Segment Open

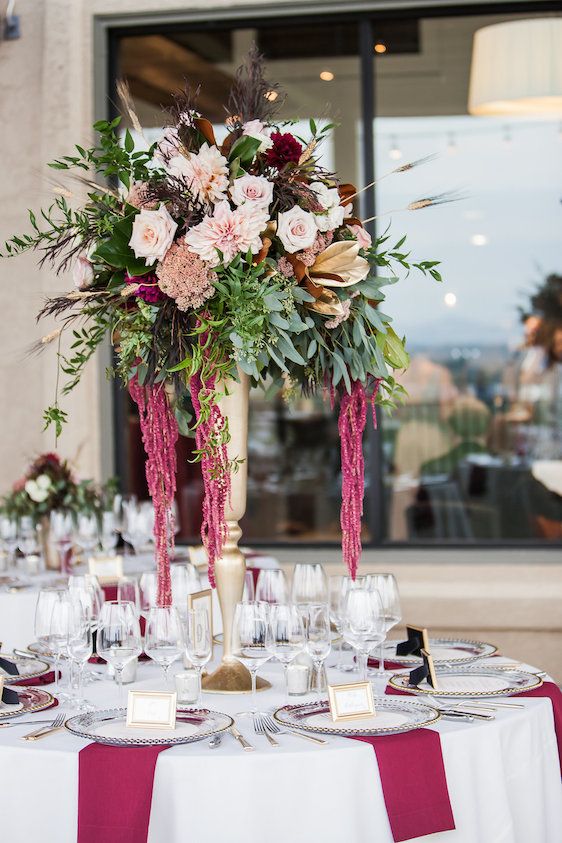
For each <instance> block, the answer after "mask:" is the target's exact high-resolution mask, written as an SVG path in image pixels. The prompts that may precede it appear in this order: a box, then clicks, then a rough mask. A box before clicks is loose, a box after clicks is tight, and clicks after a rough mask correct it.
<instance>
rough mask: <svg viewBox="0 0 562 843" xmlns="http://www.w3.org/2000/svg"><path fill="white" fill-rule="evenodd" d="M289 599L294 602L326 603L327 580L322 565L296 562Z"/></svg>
mask: <svg viewBox="0 0 562 843" xmlns="http://www.w3.org/2000/svg"><path fill="white" fill-rule="evenodd" d="M291 600H292V601H293V603H296V604H305V603H327V602H328V580H327V578H326V572H325V571H324V568H323V567H322V565H320V564H319V563H318V562H315V563H314V564H313V565H308V564H307V563H305V562H298V563H297V564H296V565H295V570H294V572H293V582H292V585H291Z"/></svg>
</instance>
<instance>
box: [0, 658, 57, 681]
mask: <svg viewBox="0 0 562 843" xmlns="http://www.w3.org/2000/svg"><path fill="white" fill-rule="evenodd" d="M0 658H3V659H6V660H7V661H9V662H13V664H15V665H16V667H17V669H18V670H19V674H18V675H17V676H12V675H11V674H9V673H4V671H3V670H2V669H1V668H0V676H2V678H3V679H4V682H5V684H6V685H9V684H10V682H20V681H21V682H26V681H27V680H28V679H37V678H38V677H39V676H43V674H44V673H48V672H49V670H50V669H51V667H50V665H49V664H48V662H45V661H42V659H33V661H32V660H31V659H24V658H23V656H14V655H13V654H12V653H0ZM27 668H30V669H29V670H28V669H27ZM22 671H23V673H22Z"/></svg>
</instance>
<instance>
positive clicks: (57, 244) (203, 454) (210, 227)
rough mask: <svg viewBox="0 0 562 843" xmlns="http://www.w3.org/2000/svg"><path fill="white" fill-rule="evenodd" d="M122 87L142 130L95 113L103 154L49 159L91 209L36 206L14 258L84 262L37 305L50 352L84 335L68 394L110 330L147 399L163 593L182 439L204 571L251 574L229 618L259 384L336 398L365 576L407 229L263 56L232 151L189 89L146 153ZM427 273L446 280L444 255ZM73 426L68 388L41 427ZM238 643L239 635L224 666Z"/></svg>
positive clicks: (125, 102) (158, 587)
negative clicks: (308, 128) (73, 288)
mask: <svg viewBox="0 0 562 843" xmlns="http://www.w3.org/2000/svg"><path fill="white" fill-rule="evenodd" d="M272 92H275V94H276V96H275V95H274V94H273V93H272ZM121 96H122V100H123V101H124V106H125V110H126V111H127V112H128V116H129V119H130V121H131V124H132V127H133V129H135V130H136V135H135V137H134V136H133V135H134V133H131V131H129V130H128V129H127V130H125V131H122V130H121V128H120V123H121V121H120V118H115V119H114V120H112V121H111V122H108V121H100V122H98V123H96V124H95V125H94V129H95V130H96V132H97V133H98V135H99V140H98V142H97V143H96V145H95V146H93V147H91V148H88V149H85V148H83V147H81V146H77V147H76V148H75V152H74V154H72V155H67V156H64V157H63V158H61V159H59V160H57V161H55V162H53V163H52V164H51V165H50V166H51V167H53V168H55V169H56V170H60V171H73V173H74V174H77V175H78V177H79V179H80V181H81V182H83V183H84V184H86V185H87V189H88V198H87V201H86V202H85V204H83V206H82V207H79V208H75V207H72V206H71V204H70V203H69V201H68V197H67V196H66V195H65V192H64V190H63V191H62V193H61V194H60V195H59V196H58V197H57V198H56V199H55V201H54V203H53V205H52V206H51V207H50V208H49V209H48V210H46V211H43V212H42V213H41V217H40V218H37V217H36V216H35V215H34V214H30V218H31V225H32V228H33V230H32V231H31V233H29V234H25V235H22V236H19V237H14V238H12V239H11V240H10V241H9V242H8V243H7V244H6V248H5V253H6V254H7V255H17V254H19V253H20V252H22V251H25V250H27V249H38V250H39V251H40V252H42V259H41V260H42V261H50V262H51V263H52V264H54V266H55V267H56V268H57V269H58V270H59V271H64V270H65V269H67V268H70V269H72V274H73V277H74V282H75V289H74V290H72V291H71V292H68V293H66V294H65V295H62V296H57V297H55V298H51V299H49V300H48V301H47V302H46V304H45V306H44V307H43V309H42V311H41V313H40V316H42V317H45V316H51V315H55V316H58V317H59V318H60V319H61V320H62V325H61V327H60V328H59V329H58V330H57V331H54V332H52V333H50V334H49V335H47V336H46V337H44V338H43V341H42V342H43V344H44V345H46V344H48V343H49V342H56V343H59V344H60V342H61V335H62V333H63V332H69V333H71V338H72V344H71V349H72V350H71V352H70V353H69V354H68V355H66V356H65V355H63V354H61V353H60V351H59V359H60V360H61V368H62V371H63V372H64V373H65V375H66V376H67V377H68V381H67V383H66V384H65V386H64V387H63V389H62V394H63V395H64V394H65V393H68V392H69V391H70V390H71V389H73V388H74V386H75V385H76V384H77V383H78V381H79V380H80V376H81V374H82V371H83V368H84V366H85V365H86V363H87V362H88V360H89V359H90V357H91V356H92V354H93V353H94V351H95V349H96V348H97V346H99V345H100V343H102V342H103V341H104V340H105V339H106V337H108V336H109V337H110V338H111V339H112V341H113V343H114V346H115V352H116V353H115V366H114V374H115V375H116V376H118V377H119V378H120V379H121V380H122V382H123V384H124V385H125V386H126V387H127V388H128V389H129V392H130V394H131V396H132V398H133V399H134V401H135V402H136V404H137V406H138V409H139V414H140V423H141V430H142V436H143V442H144V447H145V449H146V455H147V461H146V475H147V480H148V487H149V491H150V494H151V496H152V500H153V502H154V509H155V528H154V530H155V541H156V556H157V564H158V602H159V604H160V605H167V604H169V603H170V601H171V588H170V568H169V554H170V551H171V549H172V547H173V537H174V530H173V524H172V523H171V521H172V518H173V516H172V507H171V504H172V501H173V498H174V494H175V475H176V457H175V449H174V445H175V442H176V439H177V437H178V432H180V433H189V432H191V433H193V434H194V435H195V441H196V449H195V454H196V456H197V458H198V459H199V460H200V461H201V468H202V475H203V482H204V489H205V497H204V504H203V524H202V539H203V543H204V545H205V547H206V549H207V554H208V559H209V579H210V581H211V584H212V585H213V586H214V585H215V581H216V579H217V580H218V585H219V592H221V591H222V596H223V597H224V594H225V589H226V585H225V583H224V582H221V576H220V573H218V572H219V568H220V564H221V562H224V560H225V559H228V558H230V562H231V563H232V564H231V565H230V567H231V568H236V576H235V578H234V580H235V584H234V585H232V583H233V582H234V580H233V579H232V578H231V579H230V580H229V588H228V590H229V597H228V599H227V598H224V599H222V598H221V600H222V609H223V615H224V614H225V611H226V610H227V609H228V607H227V606H226V604H227V602H228V603H229V606H230V608H231V604H232V601H233V600H234V601H235V600H236V599H240V597H241V593H242V581H243V564H242V565H241V564H236V565H235V564H234V562H233V560H234V559H235V558H236V555H237V551H236V540H237V537H238V535H239V531H238V532H237V530H238V527H237V523H236V522H237V519H238V518H239V517H240V515H241V514H243V511H244V505H245V483H239V482H238V483H236V477H237V472H238V473H239V472H240V471H243V473H244V477H245V464H244V460H245V456H246V447H245V437H246V424H247V423H246V421H245V420H244V419H243V418H241V414H242V415H245V414H247V390H248V387H249V385H252V386H259V387H262V388H263V389H264V390H266V393H267V394H268V395H273V394H275V393H276V392H278V391H279V390H280V389H281V388H284V390H285V392H286V393H288V394H291V392H293V393H296V392H305V393H307V394H310V393H318V392H320V393H323V394H325V395H326V397H327V400H329V401H330V402H331V403H332V405H336V404H338V405H339V432H340V437H341V461H342V505H341V528H342V549H343V558H344V562H345V564H346V565H347V567H348V569H349V571H350V573H351V575H352V576H355V573H356V571H357V566H358V563H359V559H360V556H361V536H360V533H361V515H362V506H363V471H364V467H363V455H362V434H363V430H364V427H365V422H366V417H367V410H368V407H369V405H371V407H372V412H373V419H374V420H375V405H376V404H379V405H386V406H392V405H393V403H394V402H395V401H396V399H397V398H399V397H400V395H401V392H402V390H401V388H400V386H399V385H398V384H397V383H396V381H395V378H394V375H393V372H394V371H395V370H397V369H404V368H405V367H406V366H407V365H408V355H407V353H406V351H405V348H404V340H403V339H402V338H401V337H400V336H399V335H398V334H397V333H396V332H395V331H394V329H393V327H392V324H391V322H392V320H391V318H390V317H389V316H387V315H386V314H385V313H384V312H383V311H382V303H383V301H384V287H385V285H386V284H389V283H393V282H394V281H396V280H397V277H396V274H395V272H394V270H393V267H394V266H396V267H397V268H398V269H403V268H404V267H405V268H406V269H409V268H410V262H409V260H408V256H407V255H406V254H405V252H404V250H403V244H404V240H405V238H403V237H401V238H398V239H397V241H395V242H394V244H393V241H392V240H390V239H389V235H388V233H387V234H386V235H384V236H382V237H379V238H378V239H377V240H374V241H372V240H371V237H370V235H369V234H368V232H367V231H366V229H365V228H364V225H363V222H362V221H361V219H359V217H358V216H357V211H356V210H355V207H356V198H357V195H358V192H360V191H358V190H357V189H356V188H355V187H354V186H353V185H351V184H342V183H341V182H340V180H339V179H338V177H337V175H336V174H334V173H331V172H328V171H327V170H326V169H324V167H323V166H322V165H321V163H320V159H319V152H320V150H321V147H322V143H323V142H324V141H325V140H326V137H327V135H328V134H329V132H330V130H331V129H332V128H333V126H331V125H323V126H322V127H319V126H318V125H317V124H316V123H315V121H314V120H310V126H309V135H308V137H306V138H301V137H297V136H296V134H295V133H294V131H293V129H292V124H290V123H287V122H281V121H279V120H278V118H277V114H278V110H279V105H280V104H281V103H282V101H283V100H282V97H280V96H279V93H278V91H277V86H276V84H274V83H271V82H269V81H267V80H266V79H265V77H264V72H263V63H262V60H261V57H260V56H259V55H258V53H257V52H256V51H255V50H252V51H251V53H250V55H249V57H248V59H247V61H246V63H245V64H244V65H243V66H242V67H241V68H240V69H239V70H238V71H237V73H236V75H235V78H234V81H233V86H232V90H231V93H230V98H229V101H228V103H227V104H226V128H227V131H226V136H225V137H224V139H223V140H221V141H220V142H219V141H218V140H217V137H216V134H215V129H214V127H213V126H212V124H211V123H210V122H209V120H207V119H206V118H205V117H204V116H203V115H201V114H200V113H199V112H198V111H197V94H196V92H193V91H191V90H189V89H188V90H186V91H185V92H184V93H183V94H181V95H179V96H177V98H176V100H175V107H174V108H173V109H172V115H171V116H172V122H171V125H169V126H168V128H167V129H165V131H164V134H163V136H162V138H161V139H160V141H159V142H157V143H155V144H152V145H151V146H149V145H148V144H146V143H144V144H143V143H141V144H137V143H136V140H135V138H136V137H138V138H142V129H141V127H140V124H139V122H138V119H137V117H136V115H135V113H134V110H133V108H132V106H131V103H130V99H129V97H128V93H127V91H126V89H125V88H124V86H121ZM416 163H417V162H414V163H412V164H405V165H403V166H401V167H398V168H397V169H396V170H395V171H394V172H396V173H400V172H405V171H407V170H409V169H411V168H412V167H413V166H415V165H416ZM95 178H97V179H99V181H100V182H101V183H97V182H96V181H94V180H93V179H95ZM372 187H373V186H372V185H369V186H368V189H372ZM363 189H365V188H363ZM439 201H442V197H432V198H424V199H421V200H419V201H416V202H413V203H411V205H409V206H408V208H409V209H410V210H417V209H419V208H423V207H426V206H428V205H432V204H435V203H436V202H439ZM412 265H413V266H415V267H416V268H417V269H418V270H420V271H421V272H422V273H424V274H425V273H429V274H431V275H432V276H433V277H434V278H436V279H437V280H439V274H438V271H437V269H436V268H435V267H436V262H434V261H418V262H415V263H412ZM59 348H60V346H59ZM236 396H238V397H236ZM65 420H66V414H65V412H64V408H63V406H62V404H61V403H60V402H59V399H58V397H57V400H56V401H55V403H54V404H53V405H52V406H51V407H49V408H48V409H47V410H46V411H45V422H46V424H47V425H49V424H54V425H55V426H56V428H57V432H60V430H61V427H62V424H63V422H64V421H65ZM233 426H235V427H236V428H237V431H238V432H237V436H236V444H237V446H239V447H238V449H236V448H234V447H233V443H234V439H233V435H232V434H233ZM240 430H241V431H242V434H240ZM242 466H243V468H242ZM233 483H236V494H234V489H233ZM241 487H242V488H241ZM240 496H242V497H243V499H244V500H243V502H241V501H240ZM225 547H226V550H225ZM217 574H218V575H217ZM222 579H223V580H224V577H223V578H222ZM219 597H221V594H219ZM229 611H230V609H228V611H226V615H228V614H229ZM224 621H225V632H227V634H228V629H227V627H228V617H226V616H225V618H224ZM228 649H229V647H228V641H225V650H226V651H227V657H228ZM226 684H228V683H226Z"/></svg>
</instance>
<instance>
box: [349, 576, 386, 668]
mask: <svg viewBox="0 0 562 843" xmlns="http://www.w3.org/2000/svg"><path fill="white" fill-rule="evenodd" d="M342 633H343V637H344V638H345V640H346V641H347V642H348V643H349V644H351V646H352V647H353V648H354V649H355V650H356V653H357V659H358V662H359V667H360V671H361V674H362V677H363V679H364V680H365V681H367V662H368V659H369V653H370V652H371V651H372V650H373V649H374V647H376V646H377V645H378V644H380V643H381V642H382V641H384V638H385V634H386V633H385V627H384V614H383V608H382V603H381V599H380V597H379V595H378V594H377V592H376V591H370V590H369V589H367V588H352V589H350V591H349V592H348V594H347V597H346V599H345V604H344V612H343V624H342Z"/></svg>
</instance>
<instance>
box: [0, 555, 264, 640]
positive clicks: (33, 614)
mask: <svg viewBox="0 0 562 843" xmlns="http://www.w3.org/2000/svg"><path fill="white" fill-rule="evenodd" d="M182 561H187V560H181V559H180V560H178V562H180V563H181V562H182ZM248 564H249V565H251V566H252V567H253V568H278V567H279V562H278V561H277V560H276V559H274V558H273V557H271V556H256V555H252V557H251V559H250V560H249V562H248ZM154 570H156V564H155V561H154V554H153V553H143V554H139V555H138V556H133V555H125V556H124V557H123V573H124V574H125V575H126V576H133V575H137V576H140V574H142V573H143V572H144V571H154ZM86 571H87V568H86V566H79V567H77V568H76V573H77V574H81V573H85V572H86ZM17 576H18V579H20V580H22V581H23V582H26V583H28V584H29V587H27V588H23V589H21V590H18V591H15V592H14V591H10V590H9V588H2V587H1V586H0V642H2V650H3V651H4V652H6V653H7V652H10V651H11V650H13V648H14V647H20V648H21V647H25V646H27V644H30V643H31V642H32V641H33V640H34V621H35V604H36V602H37V595H38V593H39V589H40V588H44V587H45V586H49V585H56V584H62V585H64V584H65V583H66V577H64V575H61V574H60V573H56V572H52V571H49V572H45V573H42V574H38V575H35V576H33V577H26V576H23V575H19V574H18V575H17ZM201 588H209V584H208V581H207V579H206V576H205V574H201ZM213 601H214V602H213V623H214V632H215V634H217V633H220V632H222V626H221V623H222V619H221V613H220V609H219V604H218V598H217V594H216V592H215V591H214V592H213Z"/></svg>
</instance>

Segment Closed

WORK ITEM: Extract every line containing the string "positive" from the material.

OUTPUT FOR THIS EXERCISE:
positive clicks: (57, 244) (203, 454) (210, 227)
positive clicks: (125, 102) (158, 587)
positive clicks: (33, 614)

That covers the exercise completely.